◆ **Exercise**:
The data must be returned in full, with no character altered.

◆ **Supplied data**:
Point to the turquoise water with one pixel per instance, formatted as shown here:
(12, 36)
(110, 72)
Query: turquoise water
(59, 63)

◆ **Response**:
Point to the turquoise water with one pixel per instance, formatted as shown here:
(12, 36)
(110, 72)
Query: turquoise water
(59, 63)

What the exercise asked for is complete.